----- Records provided -----

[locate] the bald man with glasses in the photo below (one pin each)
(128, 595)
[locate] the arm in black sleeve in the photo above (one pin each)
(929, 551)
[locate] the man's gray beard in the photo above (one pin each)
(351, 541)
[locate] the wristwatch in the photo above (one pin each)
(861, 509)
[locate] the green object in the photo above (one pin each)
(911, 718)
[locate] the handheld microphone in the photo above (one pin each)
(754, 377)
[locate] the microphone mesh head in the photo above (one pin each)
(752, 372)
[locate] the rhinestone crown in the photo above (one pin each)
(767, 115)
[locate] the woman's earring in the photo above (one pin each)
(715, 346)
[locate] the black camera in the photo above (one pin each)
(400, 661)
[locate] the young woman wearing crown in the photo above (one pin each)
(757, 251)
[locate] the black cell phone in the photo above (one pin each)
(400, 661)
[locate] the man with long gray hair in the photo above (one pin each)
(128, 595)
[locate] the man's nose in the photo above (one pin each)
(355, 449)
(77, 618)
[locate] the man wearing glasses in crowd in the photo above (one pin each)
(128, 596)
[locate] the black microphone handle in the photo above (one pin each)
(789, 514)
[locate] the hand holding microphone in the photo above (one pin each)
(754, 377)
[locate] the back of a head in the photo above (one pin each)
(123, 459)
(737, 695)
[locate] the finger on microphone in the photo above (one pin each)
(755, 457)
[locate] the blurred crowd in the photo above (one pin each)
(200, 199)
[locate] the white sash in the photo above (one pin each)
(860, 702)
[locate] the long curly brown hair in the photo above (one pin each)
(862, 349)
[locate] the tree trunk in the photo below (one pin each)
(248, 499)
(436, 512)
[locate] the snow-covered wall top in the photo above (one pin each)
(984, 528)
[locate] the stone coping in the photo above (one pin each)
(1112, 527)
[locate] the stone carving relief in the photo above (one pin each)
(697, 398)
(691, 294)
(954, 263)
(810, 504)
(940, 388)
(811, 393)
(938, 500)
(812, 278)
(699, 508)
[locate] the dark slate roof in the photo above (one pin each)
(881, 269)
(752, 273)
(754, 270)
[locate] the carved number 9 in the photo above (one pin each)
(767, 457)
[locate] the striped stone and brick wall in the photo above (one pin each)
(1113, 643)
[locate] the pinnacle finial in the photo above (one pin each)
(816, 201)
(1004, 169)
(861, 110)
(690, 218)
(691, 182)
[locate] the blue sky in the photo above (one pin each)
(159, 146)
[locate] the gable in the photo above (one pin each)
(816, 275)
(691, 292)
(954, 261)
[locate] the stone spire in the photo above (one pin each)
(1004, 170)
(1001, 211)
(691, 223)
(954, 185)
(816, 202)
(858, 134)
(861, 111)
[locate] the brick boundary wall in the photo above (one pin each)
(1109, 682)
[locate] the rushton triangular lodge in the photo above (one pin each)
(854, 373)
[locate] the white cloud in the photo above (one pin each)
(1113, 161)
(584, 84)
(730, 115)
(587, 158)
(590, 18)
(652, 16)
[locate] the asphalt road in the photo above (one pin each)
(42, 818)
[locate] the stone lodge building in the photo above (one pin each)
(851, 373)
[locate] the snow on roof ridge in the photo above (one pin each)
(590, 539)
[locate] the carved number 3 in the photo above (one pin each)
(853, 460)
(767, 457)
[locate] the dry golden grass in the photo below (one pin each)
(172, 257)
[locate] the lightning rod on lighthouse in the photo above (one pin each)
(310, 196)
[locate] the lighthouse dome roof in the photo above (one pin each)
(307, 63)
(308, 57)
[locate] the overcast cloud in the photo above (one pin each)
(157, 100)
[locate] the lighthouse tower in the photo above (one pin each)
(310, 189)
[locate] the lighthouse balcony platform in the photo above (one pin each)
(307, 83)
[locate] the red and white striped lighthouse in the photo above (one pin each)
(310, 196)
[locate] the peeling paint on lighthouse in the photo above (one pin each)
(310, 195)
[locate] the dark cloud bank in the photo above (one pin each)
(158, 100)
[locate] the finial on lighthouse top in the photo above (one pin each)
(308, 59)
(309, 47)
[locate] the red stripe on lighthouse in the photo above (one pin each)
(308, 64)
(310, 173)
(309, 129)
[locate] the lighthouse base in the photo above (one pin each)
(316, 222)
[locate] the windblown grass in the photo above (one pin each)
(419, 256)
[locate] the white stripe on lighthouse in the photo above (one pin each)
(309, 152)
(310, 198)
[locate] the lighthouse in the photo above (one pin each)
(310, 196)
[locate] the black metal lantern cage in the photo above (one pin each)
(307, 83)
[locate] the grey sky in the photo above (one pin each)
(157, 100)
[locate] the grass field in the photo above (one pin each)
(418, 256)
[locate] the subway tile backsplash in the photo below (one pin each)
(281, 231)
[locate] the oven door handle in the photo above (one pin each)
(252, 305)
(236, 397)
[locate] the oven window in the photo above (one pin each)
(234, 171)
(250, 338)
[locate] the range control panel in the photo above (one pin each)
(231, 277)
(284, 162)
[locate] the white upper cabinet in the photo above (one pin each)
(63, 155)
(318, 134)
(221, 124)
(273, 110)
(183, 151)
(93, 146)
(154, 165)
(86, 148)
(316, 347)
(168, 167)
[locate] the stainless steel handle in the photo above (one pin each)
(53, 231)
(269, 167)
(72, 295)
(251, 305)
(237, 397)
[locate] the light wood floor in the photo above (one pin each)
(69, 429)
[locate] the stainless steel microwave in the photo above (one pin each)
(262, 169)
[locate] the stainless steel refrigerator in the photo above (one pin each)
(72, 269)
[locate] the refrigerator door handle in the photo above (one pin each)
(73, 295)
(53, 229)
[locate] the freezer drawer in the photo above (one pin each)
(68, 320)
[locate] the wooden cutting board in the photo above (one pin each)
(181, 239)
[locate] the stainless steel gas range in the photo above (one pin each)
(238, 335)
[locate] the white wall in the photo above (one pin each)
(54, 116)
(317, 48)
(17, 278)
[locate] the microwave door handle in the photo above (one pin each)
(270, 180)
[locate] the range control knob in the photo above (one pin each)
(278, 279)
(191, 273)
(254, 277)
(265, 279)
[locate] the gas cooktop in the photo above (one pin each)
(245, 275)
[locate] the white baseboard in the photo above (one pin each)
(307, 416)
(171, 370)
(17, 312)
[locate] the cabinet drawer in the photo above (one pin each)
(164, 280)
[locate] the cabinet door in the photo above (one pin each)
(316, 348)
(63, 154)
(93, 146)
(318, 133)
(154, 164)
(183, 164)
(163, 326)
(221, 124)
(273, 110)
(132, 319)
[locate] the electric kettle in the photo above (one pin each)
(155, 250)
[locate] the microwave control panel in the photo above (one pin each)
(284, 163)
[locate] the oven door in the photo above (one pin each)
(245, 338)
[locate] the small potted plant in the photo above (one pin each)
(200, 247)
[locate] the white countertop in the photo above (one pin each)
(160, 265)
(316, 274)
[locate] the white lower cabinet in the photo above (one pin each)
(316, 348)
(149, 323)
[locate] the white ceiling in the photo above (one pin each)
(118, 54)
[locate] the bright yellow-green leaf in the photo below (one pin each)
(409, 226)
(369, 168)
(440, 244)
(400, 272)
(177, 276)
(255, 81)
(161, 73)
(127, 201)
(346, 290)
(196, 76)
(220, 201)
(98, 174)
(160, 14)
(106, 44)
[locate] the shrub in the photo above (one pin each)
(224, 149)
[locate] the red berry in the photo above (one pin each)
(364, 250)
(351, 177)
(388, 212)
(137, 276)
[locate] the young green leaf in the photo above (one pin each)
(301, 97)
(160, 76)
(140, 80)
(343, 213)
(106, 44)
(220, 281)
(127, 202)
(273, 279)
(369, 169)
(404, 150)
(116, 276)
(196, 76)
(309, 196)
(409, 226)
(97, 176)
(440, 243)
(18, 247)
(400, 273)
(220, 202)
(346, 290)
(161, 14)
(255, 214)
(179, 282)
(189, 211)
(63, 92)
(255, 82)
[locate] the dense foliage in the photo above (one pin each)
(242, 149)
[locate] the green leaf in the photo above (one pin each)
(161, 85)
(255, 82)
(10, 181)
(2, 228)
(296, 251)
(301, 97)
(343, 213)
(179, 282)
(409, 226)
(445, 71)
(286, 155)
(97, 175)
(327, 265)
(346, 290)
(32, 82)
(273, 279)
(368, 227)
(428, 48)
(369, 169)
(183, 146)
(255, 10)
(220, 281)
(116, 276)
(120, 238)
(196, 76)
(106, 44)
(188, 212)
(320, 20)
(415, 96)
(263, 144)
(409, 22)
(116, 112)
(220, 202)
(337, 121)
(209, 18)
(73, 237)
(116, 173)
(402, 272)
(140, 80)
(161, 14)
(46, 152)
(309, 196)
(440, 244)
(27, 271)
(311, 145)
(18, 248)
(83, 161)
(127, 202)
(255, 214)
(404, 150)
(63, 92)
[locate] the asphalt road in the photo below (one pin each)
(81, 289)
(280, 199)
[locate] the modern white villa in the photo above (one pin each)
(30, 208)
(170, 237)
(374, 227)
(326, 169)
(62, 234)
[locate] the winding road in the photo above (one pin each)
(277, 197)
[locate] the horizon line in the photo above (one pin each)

-----

Given task:
Write out the lines above from the one containing "[locate] the young green" through the last, exactly as they are.

Completed exercise:
[locate] the young green leaf in the photo above (one pin each)
(301, 97)
(160, 76)
(140, 80)
(343, 213)
(106, 44)
(220, 281)
(127, 202)
(273, 279)
(369, 169)
(404, 150)
(116, 276)
(196, 76)
(309, 196)
(409, 226)
(97, 176)
(440, 243)
(18, 247)
(400, 273)
(220, 202)
(346, 290)
(161, 14)
(255, 214)
(179, 282)
(189, 211)
(63, 92)
(255, 82)
[locate] the dense foliage in the photo above (one pin each)
(242, 149)
[locate] the green leaf in the photo above (one pin each)
(161, 85)
(255, 82)
(10, 181)
(2, 228)
(296, 251)
(301, 97)
(343, 213)
(179, 282)
(409, 226)
(445, 71)
(286, 155)
(97, 175)
(327, 265)
(346, 290)
(32, 82)
(273, 279)
(368, 227)
(428, 48)
(369, 169)
(183, 146)
(255, 10)
(220, 281)
(116, 276)
(120, 238)
(196, 76)
(106, 44)
(188, 212)
(320, 20)
(415, 96)
(263, 144)
(409, 22)
(116, 112)
(220, 202)
(337, 121)
(209, 18)
(73, 237)
(116, 173)
(402, 272)
(140, 80)
(161, 14)
(46, 152)
(309, 196)
(440, 244)
(27, 271)
(311, 145)
(18, 248)
(83, 161)
(127, 202)
(255, 214)
(404, 150)
(63, 92)
[locate] the asphalt road in the photo below (one pin each)
(81, 289)
(280, 199)
[locate] the modern white villa in the photo above (one pin each)
(30, 208)
(170, 237)
(374, 227)
(326, 169)
(62, 234)
[locate] the winding road in the photo above (one pin each)
(277, 197)
[locate] the horizon line in the photo above (one pin each)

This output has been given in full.